ACTIVITY - For each line of the material below, give that line again word for word.

EXERCISE DATA Start Marker

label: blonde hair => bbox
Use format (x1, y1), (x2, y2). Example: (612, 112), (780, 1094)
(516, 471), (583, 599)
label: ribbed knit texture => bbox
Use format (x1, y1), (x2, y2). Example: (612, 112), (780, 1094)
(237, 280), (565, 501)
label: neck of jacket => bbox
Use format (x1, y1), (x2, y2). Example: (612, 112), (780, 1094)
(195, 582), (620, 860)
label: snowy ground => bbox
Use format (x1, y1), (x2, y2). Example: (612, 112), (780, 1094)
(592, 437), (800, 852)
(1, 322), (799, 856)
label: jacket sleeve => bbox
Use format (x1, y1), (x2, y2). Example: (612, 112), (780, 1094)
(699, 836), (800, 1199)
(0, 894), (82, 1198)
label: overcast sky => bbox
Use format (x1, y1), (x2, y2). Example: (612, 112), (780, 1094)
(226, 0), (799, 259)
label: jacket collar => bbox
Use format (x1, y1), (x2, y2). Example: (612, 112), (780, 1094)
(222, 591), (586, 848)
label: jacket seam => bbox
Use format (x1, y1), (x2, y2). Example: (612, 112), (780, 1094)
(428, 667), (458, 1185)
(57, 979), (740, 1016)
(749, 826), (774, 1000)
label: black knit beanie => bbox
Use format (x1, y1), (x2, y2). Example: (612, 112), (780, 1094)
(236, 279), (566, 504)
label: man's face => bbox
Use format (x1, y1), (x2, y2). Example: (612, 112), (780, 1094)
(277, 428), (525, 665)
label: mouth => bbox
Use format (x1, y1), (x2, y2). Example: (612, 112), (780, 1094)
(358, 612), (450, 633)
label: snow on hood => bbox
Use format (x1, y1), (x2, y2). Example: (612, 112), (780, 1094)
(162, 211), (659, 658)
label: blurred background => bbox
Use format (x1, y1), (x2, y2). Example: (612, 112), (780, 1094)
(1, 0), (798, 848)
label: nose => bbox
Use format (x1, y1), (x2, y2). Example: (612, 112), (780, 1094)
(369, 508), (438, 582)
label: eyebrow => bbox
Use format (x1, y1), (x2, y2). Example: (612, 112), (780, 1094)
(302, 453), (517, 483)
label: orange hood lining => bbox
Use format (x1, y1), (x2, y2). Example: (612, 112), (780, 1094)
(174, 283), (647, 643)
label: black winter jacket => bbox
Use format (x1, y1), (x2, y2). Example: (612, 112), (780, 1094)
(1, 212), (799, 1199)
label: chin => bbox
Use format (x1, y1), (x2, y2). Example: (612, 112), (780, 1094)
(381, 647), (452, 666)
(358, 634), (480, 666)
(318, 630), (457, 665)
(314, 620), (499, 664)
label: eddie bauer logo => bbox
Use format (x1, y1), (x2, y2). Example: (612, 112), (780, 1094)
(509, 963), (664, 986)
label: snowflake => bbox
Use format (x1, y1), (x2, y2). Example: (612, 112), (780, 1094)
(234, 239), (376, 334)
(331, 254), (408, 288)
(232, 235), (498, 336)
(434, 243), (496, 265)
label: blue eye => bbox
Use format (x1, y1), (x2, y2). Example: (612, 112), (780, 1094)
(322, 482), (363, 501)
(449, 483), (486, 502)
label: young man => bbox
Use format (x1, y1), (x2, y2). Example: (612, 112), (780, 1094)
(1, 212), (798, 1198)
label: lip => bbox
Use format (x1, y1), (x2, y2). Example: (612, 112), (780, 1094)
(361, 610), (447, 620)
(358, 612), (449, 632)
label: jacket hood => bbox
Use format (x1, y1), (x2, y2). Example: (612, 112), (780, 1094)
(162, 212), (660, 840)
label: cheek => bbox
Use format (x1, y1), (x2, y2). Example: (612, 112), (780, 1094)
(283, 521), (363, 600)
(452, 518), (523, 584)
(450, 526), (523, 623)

EXERCISE DATA End Marker

EXERCISE ANSWER -
label: blonde hair => bbox
Use format (x1, y1), (x2, y2). Example: (612, 112), (780, 1094)
(516, 471), (583, 599)
label: ribbed knit texture => bbox
Use format (x1, y1), (x2, y2). Example: (612, 112), (780, 1094)
(237, 280), (565, 501)
label: neck of jacket => bbox
Use format (x1, y1), (x2, y2). Example: (612, 112), (780, 1094)
(195, 582), (620, 860)
label: snowy ground => bbox
Use format (x1, y1), (x2, y2). Example: (612, 112), (780, 1094)
(592, 437), (800, 852)
(1, 322), (799, 856)
label: jacket sleeve => bbox
Use format (x1, y1), (x2, y2). Example: (612, 112), (780, 1094)
(699, 836), (800, 1199)
(0, 894), (82, 1198)
label: overcast sky => bbox
Use format (x1, y1), (x2, y2). Example: (612, 112), (780, 1094)
(226, 0), (799, 259)
label: jacket collar => bbox
Use format (x1, y1), (x2, y2). Example: (612, 112), (780, 1094)
(222, 591), (586, 848)
label: jacket seam => bbox
Use format (x1, y1), (x2, y2). Example: (612, 112), (780, 1094)
(428, 667), (458, 1185)
(57, 979), (740, 1016)
(749, 826), (774, 1000)
label: black knit beanie => bbox
Use format (x1, y1), (x2, y2). Example: (612, 112), (780, 1094)
(236, 279), (566, 504)
label: man's face => bbox
Use format (x1, y1), (x2, y2). Example: (612, 112), (780, 1094)
(277, 428), (525, 665)
label: mouth => bbox
Use format (x1, y1), (x2, y2). Example: (612, 112), (780, 1094)
(358, 612), (450, 633)
label: snow on hood => bbox
Use format (x1, y1), (x2, y2). Example: (612, 112), (780, 1094)
(162, 211), (659, 658)
label: blurred background => bbox
Use format (x1, y1), (x2, y2). Example: (612, 112), (780, 1094)
(1, 0), (798, 848)
label: nose => bbox
Use format (x1, y1), (x2, y2). Example: (612, 112), (780, 1094)
(369, 508), (438, 582)
label: eyebrow => bbox
Use format (x1, y1), (x2, y2). Example: (612, 112), (780, 1094)
(302, 453), (517, 483)
label: orange hood lining => bbox
Use format (x1, y1), (x2, y2). Example: (612, 112), (780, 1094)
(174, 283), (647, 643)
label: black winter jacket => bbox
Use format (x1, y1), (x2, y2). Example: (612, 112), (780, 1094)
(1, 212), (799, 1199)
label: chin => bbox
Use format (x1, y1), (x2, y2). Example: (612, 112), (780, 1094)
(381, 647), (452, 666)
(358, 634), (480, 666)
(318, 630), (457, 665)
(314, 620), (499, 664)
label: eddie bauer logo => bbox
Use format (x1, y1), (x2, y2). Example: (612, 112), (780, 1094)
(509, 963), (664, 986)
label: snowflake => bbox
Use format (x1, y1), (x2, y2). Example: (612, 112), (780, 1094)
(234, 239), (376, 334)
(331, 254), (408, 288)
(232, 235), (498, 336)
(434, 243), (496, 265)
label: blue eye => bbox
Use format (x1, y1), (x2, y2). Example: (612, 112), (780, 1094)
(322, 482), (363, 501)
(449, 483), (486, 502)
label: young man => bbox
Use format (x1, y1), (x2, y2). Example: (612, 112), (780, 1094)
(1, 212), (798, 1198)
label: lip => bbox
Use format (x1, y1), (x2, y2). Example: (612, 112), (780, 1094)
(361, 610), (447, 620)
(358, 612), (449, 632)
label: jacket hood => bbox
Use format (x1, y1), (x2, y2). Example: (612, 112), (780, 1094)
(162, 212), (660, 840)
label: cheek => bbox
Use format (x1, y1), (x2, y2). Example: (612, 112), (780, 1094)
(283, 521), (363, 600)
(452, 518), (523, 584)
(450, 526), (523, 623)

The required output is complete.